# Prompt
Every line holding "head" should be copied from the records below.
Records for the exercise Start Marker
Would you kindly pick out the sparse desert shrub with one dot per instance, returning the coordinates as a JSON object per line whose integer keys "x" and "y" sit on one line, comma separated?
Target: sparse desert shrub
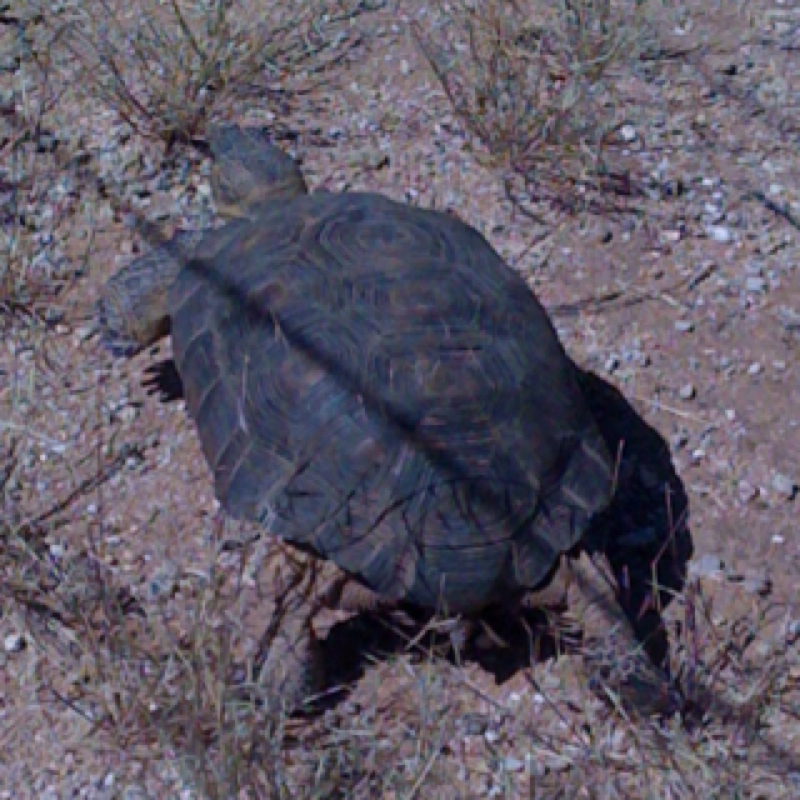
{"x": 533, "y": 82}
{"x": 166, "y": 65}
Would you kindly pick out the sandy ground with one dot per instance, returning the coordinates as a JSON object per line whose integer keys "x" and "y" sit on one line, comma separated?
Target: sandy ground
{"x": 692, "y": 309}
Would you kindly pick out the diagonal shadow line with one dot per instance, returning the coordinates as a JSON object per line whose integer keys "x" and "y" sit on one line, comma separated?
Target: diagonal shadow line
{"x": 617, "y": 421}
Records for the exercise End Marker
Records for the exercise Start Marker
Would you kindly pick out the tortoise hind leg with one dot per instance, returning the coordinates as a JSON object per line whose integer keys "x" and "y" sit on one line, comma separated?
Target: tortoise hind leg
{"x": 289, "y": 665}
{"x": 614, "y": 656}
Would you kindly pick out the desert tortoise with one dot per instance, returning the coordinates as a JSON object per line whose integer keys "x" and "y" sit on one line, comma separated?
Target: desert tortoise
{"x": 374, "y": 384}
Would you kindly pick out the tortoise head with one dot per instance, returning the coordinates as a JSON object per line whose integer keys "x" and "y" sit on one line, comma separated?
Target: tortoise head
Records for the exercise End Marker
# Answer to the exercise
Would you kindly pick out the tortoise head with one dot per instance, returning the coordinates as a JSON object per line whose integer keys "x" and "y" sit on one line, comma separated?
Target: tortoise head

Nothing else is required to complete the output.